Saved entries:
= = = = = = =

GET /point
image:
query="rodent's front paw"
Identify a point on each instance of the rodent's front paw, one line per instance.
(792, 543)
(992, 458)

= = = = = = =

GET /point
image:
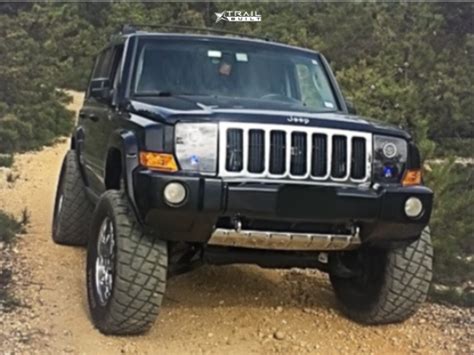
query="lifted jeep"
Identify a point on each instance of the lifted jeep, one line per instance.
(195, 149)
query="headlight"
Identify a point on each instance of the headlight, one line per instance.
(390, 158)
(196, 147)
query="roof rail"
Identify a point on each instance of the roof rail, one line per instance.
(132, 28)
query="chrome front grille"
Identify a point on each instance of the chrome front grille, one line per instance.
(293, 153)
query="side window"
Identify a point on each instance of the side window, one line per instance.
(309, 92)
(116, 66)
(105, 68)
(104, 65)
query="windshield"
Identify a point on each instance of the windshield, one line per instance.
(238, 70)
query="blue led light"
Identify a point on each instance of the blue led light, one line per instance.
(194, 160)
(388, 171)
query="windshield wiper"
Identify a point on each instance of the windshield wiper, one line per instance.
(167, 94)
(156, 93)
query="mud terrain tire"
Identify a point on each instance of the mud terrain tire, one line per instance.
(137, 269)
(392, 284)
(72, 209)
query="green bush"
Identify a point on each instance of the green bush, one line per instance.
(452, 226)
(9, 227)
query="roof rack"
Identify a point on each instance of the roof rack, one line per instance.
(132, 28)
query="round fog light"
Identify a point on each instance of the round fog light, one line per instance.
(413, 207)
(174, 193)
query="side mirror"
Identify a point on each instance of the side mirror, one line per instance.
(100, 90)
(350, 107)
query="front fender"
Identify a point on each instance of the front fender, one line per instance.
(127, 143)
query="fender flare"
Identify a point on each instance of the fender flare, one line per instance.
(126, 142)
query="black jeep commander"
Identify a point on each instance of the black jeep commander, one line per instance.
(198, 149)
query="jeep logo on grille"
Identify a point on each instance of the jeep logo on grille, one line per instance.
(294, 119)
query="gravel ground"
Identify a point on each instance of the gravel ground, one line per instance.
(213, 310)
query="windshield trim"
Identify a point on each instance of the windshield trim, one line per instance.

= = = = = = =

Task to complete:
I'd like the lines above from the one with "Identify a point on each instance of the chrome" up to and including the one with "Identify a point on each instance of the windshield trim, one" copied exactly, with no other lines.

Task response:
Identify a point on each instance of the chrome front grille, one line per instance.
(293, 153)
query="side window"
Identify a point on each instance of the side window, one line per instance.
(309, 92)
(116, 66)
(105, 68)
(104, 65)
query="windshield"
Identify a point on each instance of the windshield, one line per instance.
(238, 70)
query="blue led light"
Identify a point on each instance of the blue led light, one line per instance.
(194, 160)
(388, 171)
query="windshield wiper"
Identify a point on each instance of the windshield wiper, one line per instance.
(167, 94)
(156, 93)
query="mud terrain tire"
Identify a point on each instance of the mud terrain tire, one line per instance.
(137, 269)
(392, 284)
(72, 209)
query="green bush"
Identify a point on each instance of the green bush, one line per instance.
(452, 226)
(9, 227)
query="roof rack"
Identify a point on each instance of the roof rack, one line per instance.
(132, 28)
query="round fog light"
Identify a point on each instance of the round fog light, one line per instance.
(413, 207)
(174, 193)
query="side mirror"
Identify a point on each instance of the side mirror, one line per instance.
(100, 90)
(350, 107)
query="front fender"
Identify a point on each instance of the front fender, one line per instance.
(127, 143)
query="fender flare"
Identify a point on each instance of the fender flare, one line per instance.
(126, 142)
query="black jeep commander"
Identify a point on each instance of the black jeep commander, one line per instance.
(198, 149)
query="jeep logo on grille"
Identify a point on each instance of the jeep logo on grille, one line per instance.
(294, 119)
query="gravel ground"
Identify a point on each instance of the gravel ground, one line per instance.
(213, 310)
query="windshield trim"
Identify a point on each instance of the windshield trim, one line per instance.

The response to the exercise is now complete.